[Core] add and implement VLLM_LOGITS_PROCESSOR_THREADS (#12368)

Signed-off-by: Aviv Keshet <akeshet@scaledcognition.com>
2025-02-04 18:46:26 -08:00
parent 75e94309e8
commit b3a0d01e45
2 changed files with 44 additions and 11 deletions
--- a/vllm/model_executor/layers/logits_processor.py
+++ b/vllm/model_executor/layers/logits_processor.py
@@ -1,6 +1,7 @@
 # SPDX-License-Identifier: Apache-2.0
 """A layer that compute logits from hidden_stats."""
 import inspect
+from concurrent.futures import ThreadPoolExecutor
 from typing import Optional

 import torch
@@ -15,6 +16,11 @@ from vllm.model_executor.layers.vocab_parallel_embedding import (
 from vllm.model_executor.sampling_metadata import SamplingMetadata
 from vllm.platforms import current_platform

+_logits_processor_threadpool: Optional[ThreadPoolExecutor] = None
+if envs.VLLM_LOGITS_PROCESSOR_THREADS is not None:
+    _logits_processor_threadpool = ThreadPoolExecutor(
+        envs.VLLM_LOGITS_PROCESSOR_THREADS)
+

 class LogitsProcessor(nn.Module):
    """Process logits and apply logits processors from sampling metadata.
@@ -135,6 +141,7 @@ def _apply_logits_processors(
 ) -> torch.Tensor:
    found_logits_processors = False
    logits_processed = 0
+    logits_row_ids_and_logits_row_futures = []
    for seq_group in sampling_metadata.seq_groups:
        seq_ids = seq_group.seq_ids
        sampling_params = seq_group.sampling_params
@@ -148,22 +155,39 @@ def _apply_logits_processors(
                past_tokens_ids = seq_group.seq_data[seq_id].output_token_ids
                prompt_tokens_ids = seq_group.seq_data[seq_id].prompt_token_ids

-                for logits_processor in logits_processors:
-                    parameters = inspect.signature(logits_processor).parameters
-                    if len(parameters) == 3:
-                        logits_row = logits_processor(prompt_tokens_ids,
-                                                      past_tokens_ids,
-                                                      logits_row)
-                    else:
-                        logits_row = logits_processor(past_tokens_ids,
-                                                      logits_row)

------------------------------------------------------------------------

Exercise instructions:
a: Decide whether each statement agrees with the commit diff, and answer yes or no with the deciding words quoted from it: (i) The commit touches two files. (ii) The thread pool is created only when VLLM_LOGITS_PROCESSOR_THREADS is not None. (iii) ThreadPoolExecutor is imported from the threading module.
b: Answer these questions from the commit diff:
(i) What is the identifier of the parent commit?
(ii) What is the path of the file whose changes are shown?
(iii) What variable is newly set to an empty list inside _apply_logits_processors?
c: Write what follows the last line of the commit diff for VLLM_LOGITS_PROCESSOR_THREADS.

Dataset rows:
------------------------------------------------------------------------

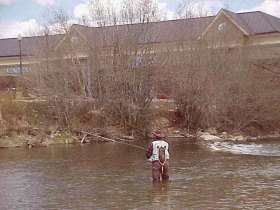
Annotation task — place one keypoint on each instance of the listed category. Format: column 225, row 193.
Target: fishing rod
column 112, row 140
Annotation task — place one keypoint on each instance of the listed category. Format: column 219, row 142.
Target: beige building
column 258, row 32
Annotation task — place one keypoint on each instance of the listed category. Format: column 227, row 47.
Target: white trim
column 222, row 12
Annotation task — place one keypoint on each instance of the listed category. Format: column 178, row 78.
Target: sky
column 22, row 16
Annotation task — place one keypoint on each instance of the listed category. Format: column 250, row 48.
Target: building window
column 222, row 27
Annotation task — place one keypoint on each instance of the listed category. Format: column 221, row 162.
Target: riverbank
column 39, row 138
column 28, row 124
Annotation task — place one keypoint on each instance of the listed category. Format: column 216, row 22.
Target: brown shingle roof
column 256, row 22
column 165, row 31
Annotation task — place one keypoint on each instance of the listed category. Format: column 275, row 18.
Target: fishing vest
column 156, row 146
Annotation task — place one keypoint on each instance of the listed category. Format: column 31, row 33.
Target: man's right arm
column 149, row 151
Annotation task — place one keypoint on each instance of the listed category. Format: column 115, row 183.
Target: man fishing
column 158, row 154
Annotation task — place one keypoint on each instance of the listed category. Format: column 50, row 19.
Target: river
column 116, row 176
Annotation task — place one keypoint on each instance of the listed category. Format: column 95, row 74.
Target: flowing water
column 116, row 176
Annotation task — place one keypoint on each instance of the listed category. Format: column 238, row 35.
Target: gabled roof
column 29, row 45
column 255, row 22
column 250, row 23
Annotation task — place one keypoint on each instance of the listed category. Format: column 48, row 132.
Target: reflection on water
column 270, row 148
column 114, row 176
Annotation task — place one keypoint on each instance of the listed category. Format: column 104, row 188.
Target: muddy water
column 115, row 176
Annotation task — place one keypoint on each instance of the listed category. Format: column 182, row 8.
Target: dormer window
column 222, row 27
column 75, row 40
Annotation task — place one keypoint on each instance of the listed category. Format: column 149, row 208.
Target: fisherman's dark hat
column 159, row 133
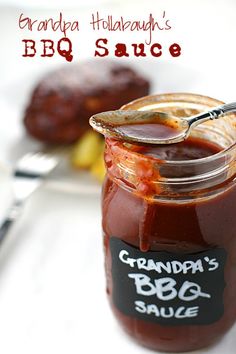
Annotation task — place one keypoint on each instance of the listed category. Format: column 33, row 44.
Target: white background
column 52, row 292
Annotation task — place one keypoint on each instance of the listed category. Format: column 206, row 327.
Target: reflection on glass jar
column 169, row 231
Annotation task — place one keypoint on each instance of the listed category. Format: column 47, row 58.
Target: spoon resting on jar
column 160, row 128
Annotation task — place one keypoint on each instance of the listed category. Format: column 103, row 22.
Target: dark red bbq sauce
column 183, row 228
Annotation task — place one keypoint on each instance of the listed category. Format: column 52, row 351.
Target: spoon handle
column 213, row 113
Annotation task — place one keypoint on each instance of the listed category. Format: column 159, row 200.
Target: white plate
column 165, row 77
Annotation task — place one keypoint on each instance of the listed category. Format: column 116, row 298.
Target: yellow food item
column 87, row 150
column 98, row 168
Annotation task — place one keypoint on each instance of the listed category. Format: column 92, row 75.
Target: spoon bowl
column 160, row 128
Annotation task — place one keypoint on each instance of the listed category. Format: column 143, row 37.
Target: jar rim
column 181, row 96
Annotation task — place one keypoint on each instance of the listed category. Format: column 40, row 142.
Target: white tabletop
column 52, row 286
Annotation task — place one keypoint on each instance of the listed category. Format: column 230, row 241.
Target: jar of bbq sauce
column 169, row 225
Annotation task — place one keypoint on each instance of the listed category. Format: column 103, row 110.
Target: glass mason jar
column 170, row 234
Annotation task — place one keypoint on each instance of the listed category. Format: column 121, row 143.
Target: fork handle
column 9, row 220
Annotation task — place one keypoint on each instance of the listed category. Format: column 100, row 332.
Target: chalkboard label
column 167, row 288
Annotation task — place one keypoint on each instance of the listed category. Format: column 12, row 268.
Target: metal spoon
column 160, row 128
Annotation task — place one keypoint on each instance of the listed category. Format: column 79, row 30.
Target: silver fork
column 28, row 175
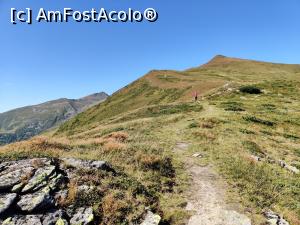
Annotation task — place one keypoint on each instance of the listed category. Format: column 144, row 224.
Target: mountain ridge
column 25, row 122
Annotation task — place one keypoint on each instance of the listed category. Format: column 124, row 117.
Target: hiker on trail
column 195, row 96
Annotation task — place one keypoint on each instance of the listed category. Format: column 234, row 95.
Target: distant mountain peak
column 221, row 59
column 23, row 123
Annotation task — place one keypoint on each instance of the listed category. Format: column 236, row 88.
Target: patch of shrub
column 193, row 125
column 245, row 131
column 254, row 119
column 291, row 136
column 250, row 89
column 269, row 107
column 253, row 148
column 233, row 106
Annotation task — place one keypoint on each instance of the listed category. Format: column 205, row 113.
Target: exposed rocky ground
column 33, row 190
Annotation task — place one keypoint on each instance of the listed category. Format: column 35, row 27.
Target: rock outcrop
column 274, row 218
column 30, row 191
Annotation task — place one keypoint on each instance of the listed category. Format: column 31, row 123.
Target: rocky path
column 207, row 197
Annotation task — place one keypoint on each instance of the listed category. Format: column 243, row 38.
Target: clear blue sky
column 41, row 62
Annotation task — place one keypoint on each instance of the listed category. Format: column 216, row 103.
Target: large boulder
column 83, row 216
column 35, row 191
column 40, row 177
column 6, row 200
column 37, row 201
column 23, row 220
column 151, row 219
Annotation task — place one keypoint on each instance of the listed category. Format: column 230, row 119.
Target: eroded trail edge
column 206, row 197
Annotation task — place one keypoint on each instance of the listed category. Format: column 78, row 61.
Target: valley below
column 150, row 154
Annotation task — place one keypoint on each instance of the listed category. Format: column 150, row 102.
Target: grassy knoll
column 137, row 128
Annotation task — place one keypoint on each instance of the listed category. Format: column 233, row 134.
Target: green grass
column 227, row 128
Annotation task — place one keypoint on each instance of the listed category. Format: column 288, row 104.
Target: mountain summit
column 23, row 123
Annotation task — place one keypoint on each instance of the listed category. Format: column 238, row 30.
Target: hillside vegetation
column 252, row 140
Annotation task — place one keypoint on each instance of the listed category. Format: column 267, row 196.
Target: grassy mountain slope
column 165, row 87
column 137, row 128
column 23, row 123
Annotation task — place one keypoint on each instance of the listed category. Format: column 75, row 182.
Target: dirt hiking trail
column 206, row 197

------------------------------------------------------------------------

Responses to the tasks:
a:
(i) Yes: "2 changed files with 44 additions and 11 deletions"
(ii) Yes: "if envs.VLLM_LOGITS_PROCESSOR_THREADS is not None:"
(iii) No: "from concurrent.futures import ThreadPoolExecutor"

b:
(i) 75e94309e8
(ii) vllm/model_executor/layers/logits_processor.py
(iii) logits_row_ids_and_logits_row_futures

c:
-
-                logits[logits_row_idx] = logits_row
+                if _logits_processor_threadpool is not None:
+                    logits_row_ids_and_logits_row_futures.append(
+                        (logits_row_idx,
+                         _logits_processor_threadpool.submit(
+                             _apply_logits_processors_single_seq, logits_row,
+                             logits_processors, past_tokens_ids,
+                             prompt_tokens_ids)))
+                else:
+                    logits[logits_row_idx] = \
+                        _apply_logits_processors_single_seq(
+                            logits_row, logits_processors, past_tokens_ids,
+                            prompt_tokens_ids)

        logits_processed += len(seq_group.sample_indices) + len(
            seq_group.prompt_logprob_indices)

+    for logits_row_idx, future in logits_row_ids_and_logits_row_futures:
+        logits[logits_row_idx] = future.result()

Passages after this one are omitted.